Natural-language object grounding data
# # # # #

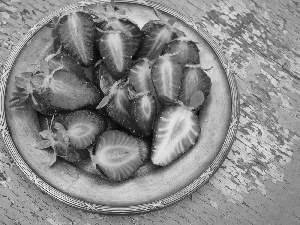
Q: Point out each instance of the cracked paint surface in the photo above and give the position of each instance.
(257, 183)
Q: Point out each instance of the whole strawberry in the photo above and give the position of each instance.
(55, 92)
(166, 75)
(76, 32)
(118, 106)
(112, 18)
(156, 34)
(71, 134)
(115, 48)
(186, 51)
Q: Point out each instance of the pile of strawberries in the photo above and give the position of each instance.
(126, 97)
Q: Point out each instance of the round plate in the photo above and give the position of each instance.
(77, 184)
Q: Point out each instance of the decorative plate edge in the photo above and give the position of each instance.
(172, 199)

# # # # #

### Work item
Every entry above, pictures excluded, needs to be duplicated exactly.

### Response area
Q: Point out each instance of the cracked paint surface in the photo above and give the position of each instance.
(257, 183)
Q: Point out each instance of the whole strawberry in the photo above and give the position of each instance.
(55, 92)
(166, 75)
(76, 32)
(118, 106)
(112, 18)
(156, 34)
(71, 134)
(115, 48)
(186, 51)
Q: Point out each instance of the pile of strawberries in the photo above and give the position of each instance.
(126, 97)
Q: Point out each instance of the round plate in the photo above and give the position of each instance.
(77, 184)
Q: Point out each instance of the decorative plate edge in the photo above and give the position of each instance.
(172, 199)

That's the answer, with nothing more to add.